• **SUPPLIED TEXT**:
========================================================================

Fast Reaction: 3 takeaways from Syracuse’s blowout win against Florida State

Logan Reidsma | Senior Staff Photographer

Michael Gbinije scored 22 points in Syracuse's win against Florida State. The Orange have now won seven of its last eight games.

After a nine-day break, Syracuse (17-8, 7-5 Atlantic Coast) ran past Florida State (16-8, 6-6) for a 85-72 win in the Carrier Dome on Thursday night. The victory improved the Orange to 7-1 in its last eight contests and 7-2 since since Jim Boeheim’s return from his nine-game suspension.
Here are three quick thoughts from the game.

1. Can you hear me now?

National polls and social media perception don’t define a college basketball team. They don’t even start to. But it has seemed that Syracuse, which came into Thursday’s game having won six of its last seven contests, is still having to prove itself worthy of “everyone’s” attention.

And if that wasn’t accomplished against the Seminoles, it’s hard to imagine what the Orange needs to do to truly be considered a contending team. After playing neck-and-neck with FSU in the first half, SU clicked on all cylinders and buried the visitors with a 22-8 run to start the second.

There were a lot of things that Syracuse did right to pull away from Florida State. Michael Gbinije finished with 22 points in one of his most convincing performances of the season. When he wasn’t scoring, the Orange crisply worked the ball around in search of the perfect shot. After allowing the Seminoles big men to get comfortable inside and collect 10 offensive rebounds in the first half, Tyler Lydon, Tyler Roberson and Dajuan Coleman teamed up to clog the paint and limit FSU’s second-chance points.

========================================================================

• **DIRECTIVE 1**:
Pull out every line of the records that contains the word "grass".

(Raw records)

========================================================================

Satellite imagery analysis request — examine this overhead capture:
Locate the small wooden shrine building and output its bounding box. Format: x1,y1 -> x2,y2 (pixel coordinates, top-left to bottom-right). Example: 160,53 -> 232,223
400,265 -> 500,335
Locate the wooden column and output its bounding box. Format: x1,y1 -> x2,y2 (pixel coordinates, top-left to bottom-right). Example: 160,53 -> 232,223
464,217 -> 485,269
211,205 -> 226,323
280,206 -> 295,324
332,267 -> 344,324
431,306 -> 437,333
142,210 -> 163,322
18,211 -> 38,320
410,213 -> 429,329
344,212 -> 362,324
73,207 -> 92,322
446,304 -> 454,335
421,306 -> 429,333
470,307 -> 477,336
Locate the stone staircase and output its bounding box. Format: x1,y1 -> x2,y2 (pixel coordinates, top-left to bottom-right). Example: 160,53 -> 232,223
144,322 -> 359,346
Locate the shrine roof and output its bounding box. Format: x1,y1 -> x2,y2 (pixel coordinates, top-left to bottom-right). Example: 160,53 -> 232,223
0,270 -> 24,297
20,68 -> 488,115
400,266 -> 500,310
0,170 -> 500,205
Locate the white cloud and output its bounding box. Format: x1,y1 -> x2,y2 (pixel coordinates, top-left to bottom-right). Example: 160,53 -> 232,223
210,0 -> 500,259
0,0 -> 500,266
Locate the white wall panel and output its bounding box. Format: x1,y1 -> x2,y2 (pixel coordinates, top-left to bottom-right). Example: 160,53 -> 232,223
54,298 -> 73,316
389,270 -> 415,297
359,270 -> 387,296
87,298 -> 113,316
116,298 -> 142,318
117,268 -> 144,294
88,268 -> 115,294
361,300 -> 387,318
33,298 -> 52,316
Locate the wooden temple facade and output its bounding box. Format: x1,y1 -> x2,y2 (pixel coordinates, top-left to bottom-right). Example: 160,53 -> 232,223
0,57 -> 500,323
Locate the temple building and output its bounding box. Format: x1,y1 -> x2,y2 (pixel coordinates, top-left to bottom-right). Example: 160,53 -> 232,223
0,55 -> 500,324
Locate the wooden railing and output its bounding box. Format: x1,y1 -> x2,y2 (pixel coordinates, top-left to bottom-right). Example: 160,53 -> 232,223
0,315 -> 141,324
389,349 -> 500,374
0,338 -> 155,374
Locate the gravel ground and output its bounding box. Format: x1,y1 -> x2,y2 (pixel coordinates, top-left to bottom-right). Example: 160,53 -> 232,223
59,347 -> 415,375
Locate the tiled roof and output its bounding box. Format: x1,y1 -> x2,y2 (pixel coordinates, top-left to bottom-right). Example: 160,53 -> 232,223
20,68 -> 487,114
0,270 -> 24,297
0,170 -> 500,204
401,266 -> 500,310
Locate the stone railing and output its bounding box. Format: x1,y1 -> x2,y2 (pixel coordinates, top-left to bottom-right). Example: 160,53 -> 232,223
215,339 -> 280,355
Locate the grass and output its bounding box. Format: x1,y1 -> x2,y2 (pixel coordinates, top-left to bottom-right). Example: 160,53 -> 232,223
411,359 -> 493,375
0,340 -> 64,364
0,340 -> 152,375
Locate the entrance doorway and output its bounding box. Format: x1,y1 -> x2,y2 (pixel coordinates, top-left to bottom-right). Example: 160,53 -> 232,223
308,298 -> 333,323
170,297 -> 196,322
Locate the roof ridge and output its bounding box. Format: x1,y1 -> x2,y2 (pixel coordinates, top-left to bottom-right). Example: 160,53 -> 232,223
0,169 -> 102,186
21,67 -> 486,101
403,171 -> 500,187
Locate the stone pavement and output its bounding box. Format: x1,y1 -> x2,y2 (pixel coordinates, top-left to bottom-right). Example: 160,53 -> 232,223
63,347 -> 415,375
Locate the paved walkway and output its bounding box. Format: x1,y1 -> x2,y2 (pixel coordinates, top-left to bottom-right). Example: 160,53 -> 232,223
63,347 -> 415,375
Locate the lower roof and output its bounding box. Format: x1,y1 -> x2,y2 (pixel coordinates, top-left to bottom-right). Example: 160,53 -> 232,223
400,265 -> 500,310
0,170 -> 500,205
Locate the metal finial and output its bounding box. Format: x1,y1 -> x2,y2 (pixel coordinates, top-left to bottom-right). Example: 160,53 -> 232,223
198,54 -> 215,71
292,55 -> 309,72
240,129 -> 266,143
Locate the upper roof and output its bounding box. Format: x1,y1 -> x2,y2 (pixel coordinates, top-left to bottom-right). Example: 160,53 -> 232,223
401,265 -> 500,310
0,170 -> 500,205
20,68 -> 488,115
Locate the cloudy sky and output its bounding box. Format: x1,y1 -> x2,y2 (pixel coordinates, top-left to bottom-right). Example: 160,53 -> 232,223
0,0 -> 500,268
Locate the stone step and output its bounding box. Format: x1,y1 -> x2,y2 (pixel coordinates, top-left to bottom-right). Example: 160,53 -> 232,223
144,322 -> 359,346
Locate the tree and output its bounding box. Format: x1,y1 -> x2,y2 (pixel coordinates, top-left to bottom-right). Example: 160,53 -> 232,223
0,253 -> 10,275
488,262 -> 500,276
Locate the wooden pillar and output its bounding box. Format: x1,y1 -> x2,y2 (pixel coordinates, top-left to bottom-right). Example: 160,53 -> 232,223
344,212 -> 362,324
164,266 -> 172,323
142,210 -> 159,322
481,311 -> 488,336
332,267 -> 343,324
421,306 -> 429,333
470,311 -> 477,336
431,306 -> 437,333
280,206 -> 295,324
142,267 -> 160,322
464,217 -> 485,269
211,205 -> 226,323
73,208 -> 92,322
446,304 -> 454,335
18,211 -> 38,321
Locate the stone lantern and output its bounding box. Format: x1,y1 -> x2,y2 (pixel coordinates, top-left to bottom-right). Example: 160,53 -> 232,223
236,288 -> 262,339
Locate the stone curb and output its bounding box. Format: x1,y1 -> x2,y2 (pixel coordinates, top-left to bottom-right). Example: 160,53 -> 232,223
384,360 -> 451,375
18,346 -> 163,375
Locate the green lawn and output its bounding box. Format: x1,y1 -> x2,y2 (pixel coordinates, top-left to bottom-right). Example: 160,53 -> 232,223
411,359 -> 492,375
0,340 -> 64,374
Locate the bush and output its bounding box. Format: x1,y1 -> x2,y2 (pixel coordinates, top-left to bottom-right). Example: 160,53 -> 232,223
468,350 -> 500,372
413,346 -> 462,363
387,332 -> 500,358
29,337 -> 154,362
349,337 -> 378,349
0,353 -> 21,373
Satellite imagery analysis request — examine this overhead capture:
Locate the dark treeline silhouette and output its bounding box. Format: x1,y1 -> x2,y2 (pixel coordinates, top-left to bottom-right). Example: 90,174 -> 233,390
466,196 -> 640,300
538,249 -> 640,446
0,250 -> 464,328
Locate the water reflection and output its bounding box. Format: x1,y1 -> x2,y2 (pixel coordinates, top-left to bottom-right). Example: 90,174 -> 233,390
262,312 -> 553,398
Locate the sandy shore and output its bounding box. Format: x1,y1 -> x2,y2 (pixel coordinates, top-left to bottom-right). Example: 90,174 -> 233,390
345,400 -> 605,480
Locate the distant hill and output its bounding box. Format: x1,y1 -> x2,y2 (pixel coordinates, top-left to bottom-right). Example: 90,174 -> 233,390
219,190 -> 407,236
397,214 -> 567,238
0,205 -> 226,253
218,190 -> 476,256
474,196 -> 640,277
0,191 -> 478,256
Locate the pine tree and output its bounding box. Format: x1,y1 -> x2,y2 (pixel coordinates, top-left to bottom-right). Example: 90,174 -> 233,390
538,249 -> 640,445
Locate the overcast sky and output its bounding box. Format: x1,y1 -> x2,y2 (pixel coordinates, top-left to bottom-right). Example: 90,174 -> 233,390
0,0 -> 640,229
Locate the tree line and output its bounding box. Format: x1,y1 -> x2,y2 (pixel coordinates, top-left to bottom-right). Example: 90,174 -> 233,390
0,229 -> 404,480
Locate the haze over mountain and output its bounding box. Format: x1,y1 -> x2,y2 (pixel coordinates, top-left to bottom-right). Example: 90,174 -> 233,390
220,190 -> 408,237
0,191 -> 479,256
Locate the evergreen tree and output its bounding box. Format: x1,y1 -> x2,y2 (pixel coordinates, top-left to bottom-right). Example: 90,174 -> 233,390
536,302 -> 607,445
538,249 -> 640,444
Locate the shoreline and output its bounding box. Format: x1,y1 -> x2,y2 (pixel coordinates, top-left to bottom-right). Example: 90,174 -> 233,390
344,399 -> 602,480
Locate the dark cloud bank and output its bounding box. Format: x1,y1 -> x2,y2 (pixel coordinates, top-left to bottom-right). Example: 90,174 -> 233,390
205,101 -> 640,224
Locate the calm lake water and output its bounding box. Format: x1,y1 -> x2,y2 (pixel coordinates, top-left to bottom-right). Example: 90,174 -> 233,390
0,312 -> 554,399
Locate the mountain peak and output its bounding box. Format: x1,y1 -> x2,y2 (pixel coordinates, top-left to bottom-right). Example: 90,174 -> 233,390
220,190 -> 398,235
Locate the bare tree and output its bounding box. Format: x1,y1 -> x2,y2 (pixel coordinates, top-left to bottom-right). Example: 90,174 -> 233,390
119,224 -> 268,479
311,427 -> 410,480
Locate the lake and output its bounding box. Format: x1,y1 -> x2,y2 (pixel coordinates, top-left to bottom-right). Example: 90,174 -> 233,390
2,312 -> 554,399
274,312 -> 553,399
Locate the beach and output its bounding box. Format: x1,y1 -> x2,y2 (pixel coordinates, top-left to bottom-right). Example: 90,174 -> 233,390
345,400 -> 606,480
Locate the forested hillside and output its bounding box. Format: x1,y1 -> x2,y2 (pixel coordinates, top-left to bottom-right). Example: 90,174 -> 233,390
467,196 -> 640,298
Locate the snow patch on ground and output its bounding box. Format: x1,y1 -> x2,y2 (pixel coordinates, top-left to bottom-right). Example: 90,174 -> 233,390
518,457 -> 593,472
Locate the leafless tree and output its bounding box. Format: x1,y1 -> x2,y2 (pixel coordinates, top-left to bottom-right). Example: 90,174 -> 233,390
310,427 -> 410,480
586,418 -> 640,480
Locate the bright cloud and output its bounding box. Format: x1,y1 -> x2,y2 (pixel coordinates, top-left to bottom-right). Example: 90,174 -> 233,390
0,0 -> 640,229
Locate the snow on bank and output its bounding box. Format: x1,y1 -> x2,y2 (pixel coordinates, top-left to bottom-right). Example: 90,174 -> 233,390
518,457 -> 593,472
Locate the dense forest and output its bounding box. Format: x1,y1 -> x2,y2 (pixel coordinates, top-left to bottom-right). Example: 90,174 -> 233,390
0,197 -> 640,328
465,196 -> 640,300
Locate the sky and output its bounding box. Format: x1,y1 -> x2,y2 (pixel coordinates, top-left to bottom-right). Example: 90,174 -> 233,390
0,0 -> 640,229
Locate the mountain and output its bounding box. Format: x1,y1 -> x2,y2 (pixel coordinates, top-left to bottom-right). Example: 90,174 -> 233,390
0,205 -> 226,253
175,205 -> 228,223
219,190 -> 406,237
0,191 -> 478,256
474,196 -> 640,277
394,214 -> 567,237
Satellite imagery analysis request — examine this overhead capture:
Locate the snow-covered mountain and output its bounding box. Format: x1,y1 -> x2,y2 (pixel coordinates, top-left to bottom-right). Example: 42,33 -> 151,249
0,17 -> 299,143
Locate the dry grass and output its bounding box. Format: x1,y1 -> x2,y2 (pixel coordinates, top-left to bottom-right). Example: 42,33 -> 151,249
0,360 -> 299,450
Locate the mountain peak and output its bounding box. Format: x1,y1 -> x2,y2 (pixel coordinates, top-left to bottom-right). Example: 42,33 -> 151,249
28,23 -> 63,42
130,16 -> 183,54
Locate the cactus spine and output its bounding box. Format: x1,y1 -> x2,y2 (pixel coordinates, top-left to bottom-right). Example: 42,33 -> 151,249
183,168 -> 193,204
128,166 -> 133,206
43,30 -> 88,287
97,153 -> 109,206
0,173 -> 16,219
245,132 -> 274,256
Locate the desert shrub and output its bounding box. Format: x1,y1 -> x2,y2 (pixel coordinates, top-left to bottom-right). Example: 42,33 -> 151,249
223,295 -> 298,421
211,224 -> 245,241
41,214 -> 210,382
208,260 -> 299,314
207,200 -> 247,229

========================================================================

• **DIRECTIVE 2**:
Reproduce the stretch of the Syracuse game recap from "Logan Reidsma |" through "from the game.", renaming "Carrier Dome" to "home arena" everywhere it occurs.

• **SOLUTION 1**:
Locate the grass and output its bounding box. Format: x1,y1 -> x2,y2 (pixel coordinates, top-left to bottom-right). Example: 160,53 -> 232,223
Locate the dry grass and output its bounding box. Format: x1,y1 -> x2,y2 (pixel coordinates, top-left to bottom-right). Example: 42,33 -> 151,249

• **SOLUTION 2**:
Logan Reidsma | Senior Staff Photographer

Michael Gbinije scored 22 points in Syracuse's win against Florida State. The Orange have now won seven of its last eight games.

After a nine-day break, Syracuse (17-8, 7-5 Atlantic Coast) ran past Florida State (16-8, 6-6) for a 85-72 win in the home arena on Thursday night. The victory improved the Orange to 7-1 in its last eight contests and 7-2 since since Jim Boeheim’s return from his nine-game suspension.
Here are three quick thoughts from the game.